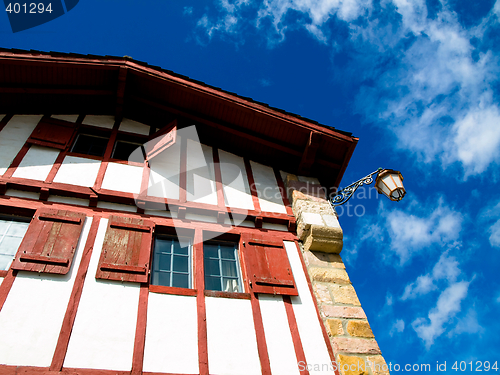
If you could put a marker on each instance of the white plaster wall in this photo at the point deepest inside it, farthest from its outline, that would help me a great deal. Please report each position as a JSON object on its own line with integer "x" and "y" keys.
{"x": 164, "y": 173}
{"x": 270, "y": 199}
{"x": 232, "y": 344}
{"x": 13, "y": 136}
{"x": 78, "y": 171}
{"x": 235, "y": 181}
{"x": 22, "y": 194}
{"x": 171, "y": 334}
{"x": 69, "y": 118}
{"x": 132, "y": 126}
{"x": 123, "y": 177}
{"x": 311, "y": 335}
{"x": 200, "y": 176}
{"x": 34, "y": 311}
{"x": 116, "y": 206}
{"x": 104, "y": 329}
{"x": 68, "y": 200}
{"x": 37, "y": 163}
{"x": 100, "y": 121}
{"x": 278, "y": 336}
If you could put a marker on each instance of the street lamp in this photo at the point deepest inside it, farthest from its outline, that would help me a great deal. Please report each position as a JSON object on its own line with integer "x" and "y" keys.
{"x": 388, "y": 182}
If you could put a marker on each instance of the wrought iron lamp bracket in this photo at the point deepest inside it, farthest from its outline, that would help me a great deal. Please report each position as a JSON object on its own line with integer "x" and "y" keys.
{"x": 346, "y": 193}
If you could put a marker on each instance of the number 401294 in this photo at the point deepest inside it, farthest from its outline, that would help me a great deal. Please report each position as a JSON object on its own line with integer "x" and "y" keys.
{"x": 31, "y": 8}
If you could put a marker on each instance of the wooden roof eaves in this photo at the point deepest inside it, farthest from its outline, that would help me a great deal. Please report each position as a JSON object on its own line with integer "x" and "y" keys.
{"x": 109, "y": 62}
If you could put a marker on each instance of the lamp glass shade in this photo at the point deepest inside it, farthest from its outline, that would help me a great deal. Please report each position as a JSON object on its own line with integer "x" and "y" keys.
{"x": 390, "y": 183}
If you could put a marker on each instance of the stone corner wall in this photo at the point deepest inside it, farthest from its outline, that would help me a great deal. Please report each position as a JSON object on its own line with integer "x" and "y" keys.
{"x": 356, "y": 350}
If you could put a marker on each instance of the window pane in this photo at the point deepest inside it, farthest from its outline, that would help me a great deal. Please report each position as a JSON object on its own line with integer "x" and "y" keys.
{"x": 227, "y": 252}
{"x": 180, "y": 250}
{"x": 181, "y": 263}
{"x": 180, "y": 280}
{"x": 212, "y": 283}
{"x": 212, "y": 267}
{"x": 229, "y": 268}
{"x": 231, "y": 285}
{"x": 210, "y": 251}
{"x": 163, "y": 246}
{"x": 164, "y": 262}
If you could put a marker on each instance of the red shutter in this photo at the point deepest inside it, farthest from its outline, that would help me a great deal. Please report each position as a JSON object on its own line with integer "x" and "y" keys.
{"x": 161, "y": 140}
{"x": 52, "y": 133}
{"x": 126, "y": 250}
{"x": 267, "y": 266}
{"x": 50, "y": 242}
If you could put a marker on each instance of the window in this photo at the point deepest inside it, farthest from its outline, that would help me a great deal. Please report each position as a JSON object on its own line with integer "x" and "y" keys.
{"x": 222, "y": 272}
{"x": 89, "y": 144}
{"x": 12, "y": 231}
{"x": 172, "y": 262}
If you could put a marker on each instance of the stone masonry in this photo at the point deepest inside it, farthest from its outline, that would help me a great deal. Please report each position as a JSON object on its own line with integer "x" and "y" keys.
{"x": 318, "y": 228}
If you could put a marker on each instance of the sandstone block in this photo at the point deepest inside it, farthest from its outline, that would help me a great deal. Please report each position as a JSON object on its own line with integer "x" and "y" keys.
{"x": 344, "y": 294}
{"x": 335, "y": 327}
{"x": 343, "y": 312}
{"x": 329, "y": 275}
{"x": 378, "y": 365}
{"x": 351, "y": 365}
{"x": 355, "y": 345}
{"x": 316, "y": 258}
{"x": 322, "y": 293}
{"x": 359, "y": 329}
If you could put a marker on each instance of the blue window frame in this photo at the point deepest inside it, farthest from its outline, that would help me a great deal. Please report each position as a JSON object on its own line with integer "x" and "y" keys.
{"x": 222, "y": 270}
{"x": 12, "y": 231}
{"x": 172, "y": 262}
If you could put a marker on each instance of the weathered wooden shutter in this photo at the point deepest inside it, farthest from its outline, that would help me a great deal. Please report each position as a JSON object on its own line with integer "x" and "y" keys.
{"x": 52, "y": 133}
{"x": 50, "y": 241}
{"x": 126, "y": 251}
{"x": 267, "y": 266}
{"x": 161, "y": 140}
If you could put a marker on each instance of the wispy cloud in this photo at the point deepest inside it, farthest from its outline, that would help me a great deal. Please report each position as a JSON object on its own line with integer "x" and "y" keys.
{"x": 446, "y": 268}
{"x": 426, "y": 226}
{"x": 425, "y": 78}
{"x": 448, "y": 305}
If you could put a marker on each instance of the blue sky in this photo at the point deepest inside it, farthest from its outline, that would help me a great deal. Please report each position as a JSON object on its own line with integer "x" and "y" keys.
{"x": 416, "y": 81}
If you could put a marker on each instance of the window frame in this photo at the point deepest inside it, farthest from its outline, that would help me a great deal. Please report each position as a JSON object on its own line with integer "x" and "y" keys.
{"x": 171, "y": 272}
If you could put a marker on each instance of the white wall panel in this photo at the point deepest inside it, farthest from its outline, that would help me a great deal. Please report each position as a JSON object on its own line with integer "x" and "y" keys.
{"x": 33, "y": 313}
{"x": 37, "y": 163}
{"x": 13, "y": 136}
{"x": 200, "y": 176}
{"x": 235, "y": 181}
{"x": 311, "y": 335}
{"x": 123, "y": 177}
{"x": 164, "y": 173}
{"x": 232, "y": 344}
{"x": 100, "y": 121}
{"x": 69, "y": 118}
{"x": 171, "y": 334}
{"x": 104, "y": 329}
{"x": 270, "y": 199}
{"x": 132, "y": 126}
{"x": 278, "y": 336}
{"x": 78, "y": 171}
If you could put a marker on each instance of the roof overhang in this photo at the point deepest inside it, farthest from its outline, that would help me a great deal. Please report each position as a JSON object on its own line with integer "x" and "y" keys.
{"x": 33, "y": 82}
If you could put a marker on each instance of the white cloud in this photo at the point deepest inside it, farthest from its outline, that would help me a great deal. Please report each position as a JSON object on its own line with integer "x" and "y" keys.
{"x": 448, "y": 305}
{"x": 397, "y": 327}
{"x": 445, "y": 269}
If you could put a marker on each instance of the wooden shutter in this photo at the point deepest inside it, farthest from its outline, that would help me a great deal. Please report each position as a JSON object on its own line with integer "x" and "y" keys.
{"x": 126, "y": 250}
{"x": 52, "y": 133}
{"x": 161, "y": 140}
{"x": 267, "y": 266}
{"x": 50, "y": 241}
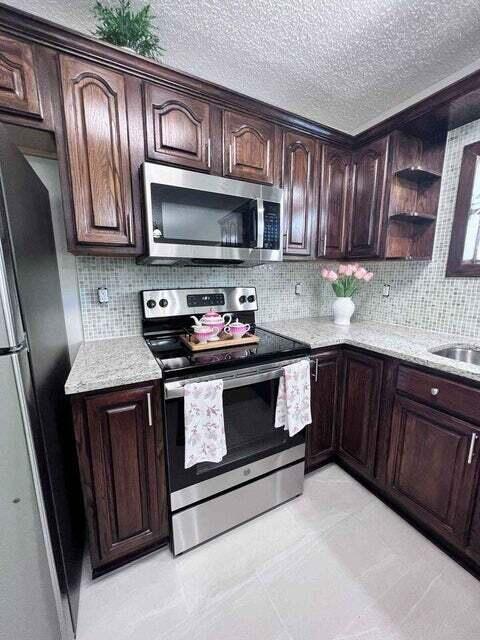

◆ Instructions for the task: Write out again every line from the one with "the white cloud" through the end of the items, including the requests. In the answers, multiply each x and y coordinate by 0.95 and round it to a whole number, with halves rounded up. Leave out the pictures.

◆ Response to this exercise:
If you could put a marker on each instance of the white cloud in this photo at the point deepest inside it, farthest from its outline, that would help me a great deal. Please report each position as a JSON object on its own line with integer "x" and "y" keys.
{"x": 426, "y": 290}
{"x": 377, "y": 311}
{"x": 423, "y": 256}
If you could put a marker on each instance of the wooden shutter in this photo at the point deepest inside it, farthest from its outline, that would help me a great deal. Please report each position as a JSON object on its own line with integer "x" and "y" keys.
{"x": 120, "y": 238}
{"x": 49, "y": 126}
{"x": 153, "y": 133}
{"x": 254, "y": 253}
{"x": 48, "y": 229}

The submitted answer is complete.